DIRECTION =>
Can you repeat the passage in the thread about the relay dropped from the network topology, from "Hey Alex, yea" up to and including "written by someone.", with "cronjob" renamed to "scheduled task" throughout?

DOCUMENT SEGMENT =>
Relay suddenly removed from networks topology

Hey guys,

Been running my pool [CORAL] for about a couple of weeks now with no problems when suddenly last night my relay was removed from the topology of the network. Not sure what caused this as it was still running fine with many peers, still does have IN and OUT peers. Yet and pool tools say it’s offline. Should I run the topology updater script to see if this fixes the issue? Also if you guys have any insight to why this might of happend I’m very eager to know.

Thanks everyone!!

Allways, once/hour!

Hey Alex, yea it I had cronjob running it every hour. Mm maybe something went wrong when I restarted the node the other day and cronjob stopped running the script?

Yeah, could be… check the topology updater logs

Question one. Why do you even need to run that thing?
I know from reading “topology updater” is a script of some kind which was written by someone.
Question two. Once an hour? Why? The node will not consume the new file unless you restart it. Restarting the node every hour is unacceptable providing that it takes about 6-8 minutes for a node to boot. That’s a lot of missed slots and possibly blocks.

GIVEN RECORDS =>
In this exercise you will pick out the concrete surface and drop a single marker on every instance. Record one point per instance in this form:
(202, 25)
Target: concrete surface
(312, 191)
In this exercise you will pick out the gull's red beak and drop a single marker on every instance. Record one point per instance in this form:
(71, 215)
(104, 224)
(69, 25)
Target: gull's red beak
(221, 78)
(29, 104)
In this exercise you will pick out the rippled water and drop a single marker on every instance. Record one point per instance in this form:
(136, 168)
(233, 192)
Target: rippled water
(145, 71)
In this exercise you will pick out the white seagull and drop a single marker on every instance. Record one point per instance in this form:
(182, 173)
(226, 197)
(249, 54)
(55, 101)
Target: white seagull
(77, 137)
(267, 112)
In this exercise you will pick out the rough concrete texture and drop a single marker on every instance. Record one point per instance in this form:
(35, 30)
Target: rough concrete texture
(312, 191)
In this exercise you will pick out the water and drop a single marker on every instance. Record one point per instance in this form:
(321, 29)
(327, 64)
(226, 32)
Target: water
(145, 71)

* * *

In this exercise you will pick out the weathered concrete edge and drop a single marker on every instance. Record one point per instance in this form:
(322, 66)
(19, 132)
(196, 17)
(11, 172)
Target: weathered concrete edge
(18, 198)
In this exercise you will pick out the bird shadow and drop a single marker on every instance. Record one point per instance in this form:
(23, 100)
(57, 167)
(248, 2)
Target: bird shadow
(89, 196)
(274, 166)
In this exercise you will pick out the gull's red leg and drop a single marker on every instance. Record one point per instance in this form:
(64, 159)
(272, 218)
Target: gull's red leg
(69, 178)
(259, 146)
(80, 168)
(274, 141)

WRITTEN SOLUTION =>
Hey Alex, yea it I had scheduled task running it every hour. Mm maybe something went wrong when I restarted the node the other day and scheduled task stopped running the script?

Yeah, could be… check the topology updater logs

Question one. Why do you even need to run that thing?
I know from reading “topology updater” is a script of some kind which was written by someone.